WHAT IS EXPECTED> Continue the article on the fossil alga Gremiphyca from its final sentence, keeping its encyclopedic style.

TEXT UNDER STUDY>
━━━

Gremiphyca Temporal range: Ediacaran ~635–551 Ma Pha. Proterozoic Archean Had. Tonian Cryo. Edia.

Scientific classification
- Domain: Eukaryota
- Clade: Archaeplastida
- Division: Rhodophyta
- Genus: †Gremiphyca Zhang et al., 1998
- Species: †G. corymbiata
- Binomial name: †Gremiphyca corymbiata Zhang et al., 1998

= Gremiphyca =

- Genus: Gremiphyca
- Species: corymbiata
- Authority: Zhang et al., 1998
- Parent authority: Zhang et al., 1998

Extinct genus of algal fossils

Gremiphyca is a lobed, non-mineralised alga from the Ediacaran period of China. It is a monotypic genus, containing only Gremiphyca corymbiata.

== Discovery and naming ==
Fossil material of Gremiphyca was found in the middle of the Doushantuo Formation, Guizhou Province of South China and formally described in 1998.

The generic name Gremiphyca derives from the Latin word gremialis, to mean "to grow in a cluster", in reference to the clustered thalli of the fossil material. The specific name corymbiata derives directly from the Latin word corymbiata, to mean "clustered", in reference to the clustering of the thallus lobes.

━━━

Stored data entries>
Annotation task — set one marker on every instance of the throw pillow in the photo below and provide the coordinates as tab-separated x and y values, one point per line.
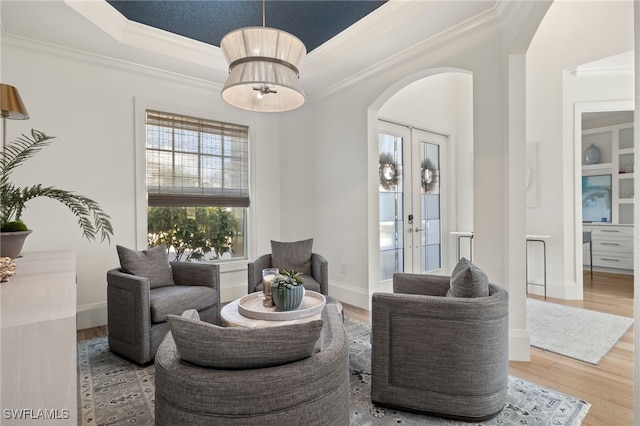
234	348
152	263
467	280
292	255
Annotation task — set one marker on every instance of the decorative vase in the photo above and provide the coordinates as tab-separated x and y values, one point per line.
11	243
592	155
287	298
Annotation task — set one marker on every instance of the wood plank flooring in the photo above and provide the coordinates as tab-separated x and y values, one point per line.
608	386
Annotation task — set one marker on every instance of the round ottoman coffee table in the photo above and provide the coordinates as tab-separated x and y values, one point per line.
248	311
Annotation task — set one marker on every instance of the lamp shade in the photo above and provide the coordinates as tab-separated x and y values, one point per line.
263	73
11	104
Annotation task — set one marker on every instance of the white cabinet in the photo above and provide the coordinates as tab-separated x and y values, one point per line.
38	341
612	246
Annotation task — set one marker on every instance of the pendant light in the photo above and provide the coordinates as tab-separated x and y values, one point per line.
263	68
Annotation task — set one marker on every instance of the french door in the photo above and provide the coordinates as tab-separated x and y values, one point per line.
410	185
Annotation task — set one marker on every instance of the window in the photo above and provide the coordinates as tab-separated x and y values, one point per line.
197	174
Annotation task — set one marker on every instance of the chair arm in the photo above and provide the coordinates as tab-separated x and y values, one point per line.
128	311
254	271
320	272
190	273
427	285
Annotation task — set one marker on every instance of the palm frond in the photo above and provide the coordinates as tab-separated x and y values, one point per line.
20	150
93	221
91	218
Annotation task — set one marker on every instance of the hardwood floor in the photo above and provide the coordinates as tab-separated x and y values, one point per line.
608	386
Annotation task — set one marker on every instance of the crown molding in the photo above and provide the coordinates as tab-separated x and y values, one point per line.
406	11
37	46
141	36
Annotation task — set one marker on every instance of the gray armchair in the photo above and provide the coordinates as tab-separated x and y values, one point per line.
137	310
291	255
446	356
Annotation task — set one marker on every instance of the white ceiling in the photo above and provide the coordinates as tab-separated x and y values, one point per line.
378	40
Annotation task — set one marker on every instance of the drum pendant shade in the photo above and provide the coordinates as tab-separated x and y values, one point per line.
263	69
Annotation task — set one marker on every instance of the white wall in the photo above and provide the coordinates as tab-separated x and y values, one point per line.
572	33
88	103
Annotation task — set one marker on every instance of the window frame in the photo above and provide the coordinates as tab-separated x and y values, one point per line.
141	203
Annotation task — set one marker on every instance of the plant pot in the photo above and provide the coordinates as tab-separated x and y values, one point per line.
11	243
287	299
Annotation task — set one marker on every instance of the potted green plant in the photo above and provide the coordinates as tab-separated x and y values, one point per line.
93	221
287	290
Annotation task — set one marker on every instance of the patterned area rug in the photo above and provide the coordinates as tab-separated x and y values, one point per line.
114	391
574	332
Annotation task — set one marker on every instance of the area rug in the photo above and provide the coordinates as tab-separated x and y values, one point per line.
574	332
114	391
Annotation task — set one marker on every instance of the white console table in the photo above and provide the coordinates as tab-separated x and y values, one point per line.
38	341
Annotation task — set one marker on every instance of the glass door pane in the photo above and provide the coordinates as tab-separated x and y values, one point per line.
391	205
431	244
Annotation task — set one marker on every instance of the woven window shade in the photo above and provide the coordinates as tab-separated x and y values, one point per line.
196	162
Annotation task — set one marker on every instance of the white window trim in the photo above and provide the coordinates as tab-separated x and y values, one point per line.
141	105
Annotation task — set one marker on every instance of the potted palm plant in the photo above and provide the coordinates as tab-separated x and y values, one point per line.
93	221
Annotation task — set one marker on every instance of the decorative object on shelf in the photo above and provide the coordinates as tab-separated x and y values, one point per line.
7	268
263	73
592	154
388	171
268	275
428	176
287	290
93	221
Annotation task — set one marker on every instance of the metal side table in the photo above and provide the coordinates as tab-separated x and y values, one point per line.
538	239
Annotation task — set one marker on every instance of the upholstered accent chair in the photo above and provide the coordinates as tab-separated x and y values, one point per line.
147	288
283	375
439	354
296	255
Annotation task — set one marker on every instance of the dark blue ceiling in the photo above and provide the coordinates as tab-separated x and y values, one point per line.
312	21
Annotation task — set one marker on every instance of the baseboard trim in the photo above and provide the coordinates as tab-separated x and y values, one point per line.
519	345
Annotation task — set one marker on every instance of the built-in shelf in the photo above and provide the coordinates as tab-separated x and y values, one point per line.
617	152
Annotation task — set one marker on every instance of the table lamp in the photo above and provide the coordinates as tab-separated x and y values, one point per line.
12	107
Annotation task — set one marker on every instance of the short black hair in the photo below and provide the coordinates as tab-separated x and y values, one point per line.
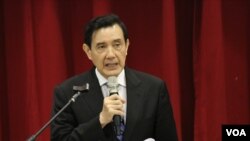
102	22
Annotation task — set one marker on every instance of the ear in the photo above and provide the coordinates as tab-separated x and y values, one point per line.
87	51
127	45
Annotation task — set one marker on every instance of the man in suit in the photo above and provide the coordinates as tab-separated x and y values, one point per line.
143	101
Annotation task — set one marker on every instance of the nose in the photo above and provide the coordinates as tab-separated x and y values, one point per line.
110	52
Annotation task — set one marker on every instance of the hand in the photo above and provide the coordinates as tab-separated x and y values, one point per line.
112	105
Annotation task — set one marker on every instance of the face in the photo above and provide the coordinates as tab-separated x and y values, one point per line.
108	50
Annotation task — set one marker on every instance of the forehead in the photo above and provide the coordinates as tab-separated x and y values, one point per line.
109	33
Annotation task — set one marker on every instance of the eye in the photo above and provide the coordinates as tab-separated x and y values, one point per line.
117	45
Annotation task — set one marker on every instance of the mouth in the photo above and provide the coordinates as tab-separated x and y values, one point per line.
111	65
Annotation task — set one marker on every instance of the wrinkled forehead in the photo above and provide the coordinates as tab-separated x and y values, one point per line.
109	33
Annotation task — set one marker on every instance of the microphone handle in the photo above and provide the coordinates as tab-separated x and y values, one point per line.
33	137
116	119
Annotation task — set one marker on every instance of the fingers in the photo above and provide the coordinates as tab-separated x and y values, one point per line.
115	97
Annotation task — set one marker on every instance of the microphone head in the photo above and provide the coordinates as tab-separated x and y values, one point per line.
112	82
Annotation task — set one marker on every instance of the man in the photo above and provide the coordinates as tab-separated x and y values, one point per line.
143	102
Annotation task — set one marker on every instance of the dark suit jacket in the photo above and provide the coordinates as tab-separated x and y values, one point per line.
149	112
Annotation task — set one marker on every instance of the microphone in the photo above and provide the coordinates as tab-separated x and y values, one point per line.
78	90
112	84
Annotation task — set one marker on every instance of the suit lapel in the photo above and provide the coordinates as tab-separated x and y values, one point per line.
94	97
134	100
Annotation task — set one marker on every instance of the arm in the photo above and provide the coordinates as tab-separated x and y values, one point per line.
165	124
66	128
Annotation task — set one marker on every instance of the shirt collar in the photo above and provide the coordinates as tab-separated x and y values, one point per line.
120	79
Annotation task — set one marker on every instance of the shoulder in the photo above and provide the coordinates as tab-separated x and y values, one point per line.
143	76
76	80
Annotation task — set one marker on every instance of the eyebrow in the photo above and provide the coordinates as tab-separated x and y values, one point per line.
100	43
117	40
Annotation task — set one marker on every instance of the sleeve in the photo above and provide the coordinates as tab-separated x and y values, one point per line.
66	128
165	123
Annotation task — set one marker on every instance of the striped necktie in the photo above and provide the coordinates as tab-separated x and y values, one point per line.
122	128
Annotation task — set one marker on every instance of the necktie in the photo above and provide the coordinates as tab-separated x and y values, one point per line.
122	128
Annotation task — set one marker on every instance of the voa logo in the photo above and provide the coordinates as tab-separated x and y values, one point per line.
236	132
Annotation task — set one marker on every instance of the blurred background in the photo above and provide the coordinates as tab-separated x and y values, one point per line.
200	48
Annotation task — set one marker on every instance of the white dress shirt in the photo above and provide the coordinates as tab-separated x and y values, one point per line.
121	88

━━━

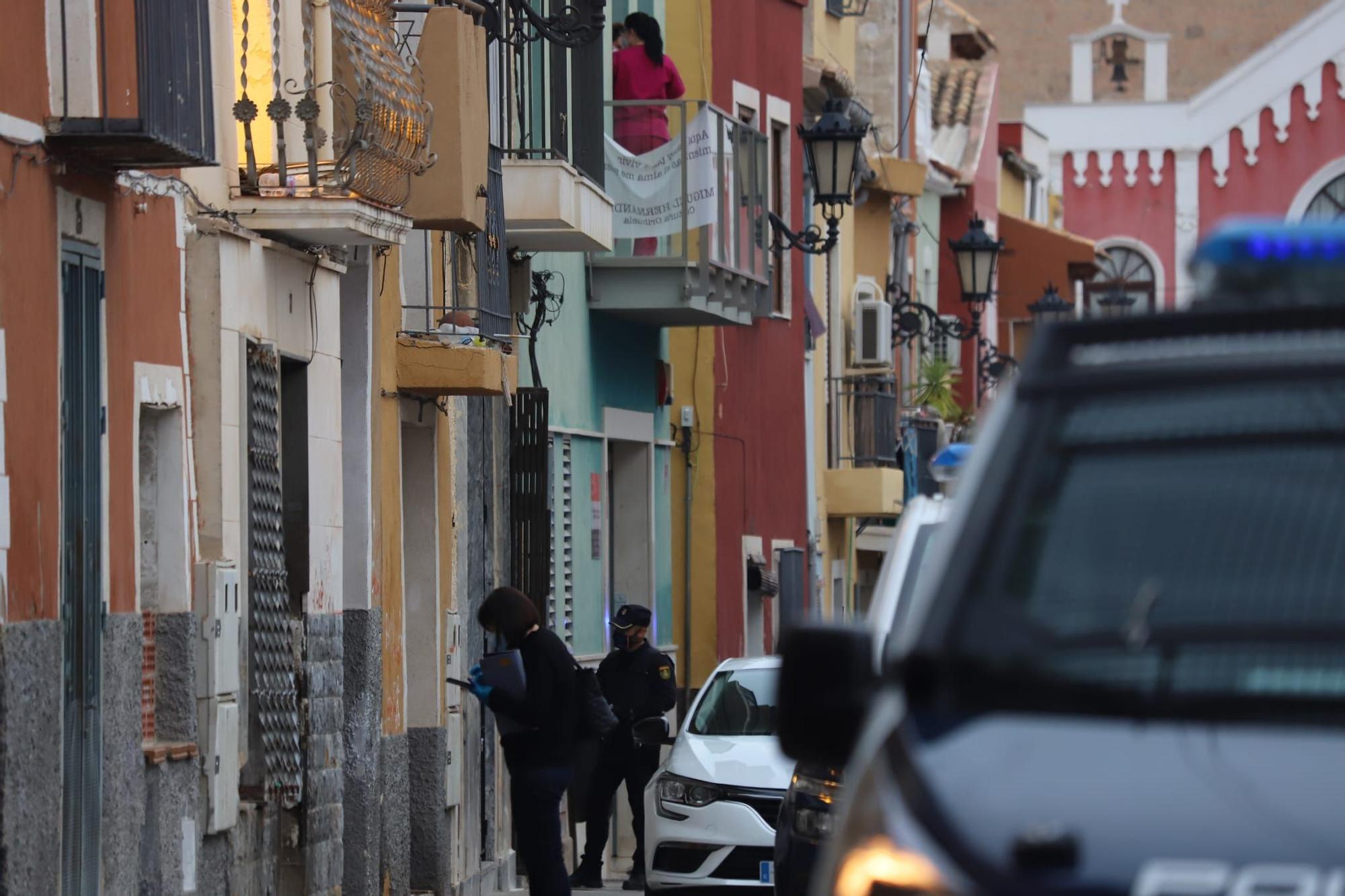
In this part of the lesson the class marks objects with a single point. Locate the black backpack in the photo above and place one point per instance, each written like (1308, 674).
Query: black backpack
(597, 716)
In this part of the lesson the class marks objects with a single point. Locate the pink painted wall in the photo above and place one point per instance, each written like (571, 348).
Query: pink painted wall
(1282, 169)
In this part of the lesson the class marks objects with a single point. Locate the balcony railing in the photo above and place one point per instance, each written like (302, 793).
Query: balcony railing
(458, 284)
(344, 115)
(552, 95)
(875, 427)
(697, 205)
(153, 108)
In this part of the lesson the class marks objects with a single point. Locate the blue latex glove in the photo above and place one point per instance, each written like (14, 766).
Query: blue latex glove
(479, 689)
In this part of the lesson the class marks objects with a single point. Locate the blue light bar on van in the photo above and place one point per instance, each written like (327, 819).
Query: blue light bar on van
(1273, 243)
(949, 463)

━━━

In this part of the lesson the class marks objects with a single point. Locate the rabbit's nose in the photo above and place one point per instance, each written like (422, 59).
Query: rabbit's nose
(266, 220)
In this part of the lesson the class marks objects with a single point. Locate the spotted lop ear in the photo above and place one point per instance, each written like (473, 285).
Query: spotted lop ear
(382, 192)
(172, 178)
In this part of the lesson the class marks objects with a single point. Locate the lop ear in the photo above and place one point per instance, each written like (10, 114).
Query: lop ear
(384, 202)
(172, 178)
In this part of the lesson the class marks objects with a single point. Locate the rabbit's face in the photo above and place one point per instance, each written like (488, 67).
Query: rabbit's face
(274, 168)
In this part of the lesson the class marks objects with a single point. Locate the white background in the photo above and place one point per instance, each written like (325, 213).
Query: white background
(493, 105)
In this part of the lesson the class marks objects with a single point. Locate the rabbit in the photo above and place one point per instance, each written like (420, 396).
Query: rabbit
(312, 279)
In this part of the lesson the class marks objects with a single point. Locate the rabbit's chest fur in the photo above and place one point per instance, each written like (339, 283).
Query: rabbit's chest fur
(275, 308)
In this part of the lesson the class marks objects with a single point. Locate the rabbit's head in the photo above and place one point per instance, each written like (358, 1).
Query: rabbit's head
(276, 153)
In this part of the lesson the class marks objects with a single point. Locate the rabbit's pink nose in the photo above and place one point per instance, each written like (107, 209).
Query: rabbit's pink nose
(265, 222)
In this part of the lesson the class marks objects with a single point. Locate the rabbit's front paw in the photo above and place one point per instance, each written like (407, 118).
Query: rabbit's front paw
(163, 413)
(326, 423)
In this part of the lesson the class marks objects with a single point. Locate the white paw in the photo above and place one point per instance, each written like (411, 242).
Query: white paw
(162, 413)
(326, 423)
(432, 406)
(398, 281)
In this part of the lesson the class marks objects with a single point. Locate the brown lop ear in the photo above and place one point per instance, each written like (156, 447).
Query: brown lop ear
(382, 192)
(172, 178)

━━━

WRITTEN RESPONSE>
== Description ==
Gremiphyca corymbiata is a lobed alga with domed, pseudoparenchymatous thalli attaining sizes up to 130-150 μm in length and 200-260 μm in width. The thalli themselves are noted to be clustered together, and in some cases larger thalli overlap smaller thalli. Alongside this, the thalli are also separated into three smaller units via membrane walls, and are composed of small rectangular cells between 8-10 μm in length. It is also noted that there is no differentiation between the cortical and medullary tissues.

A later study would see Gremiphyca placed as a benthic alga, primarily due to the large sizes of its thalli.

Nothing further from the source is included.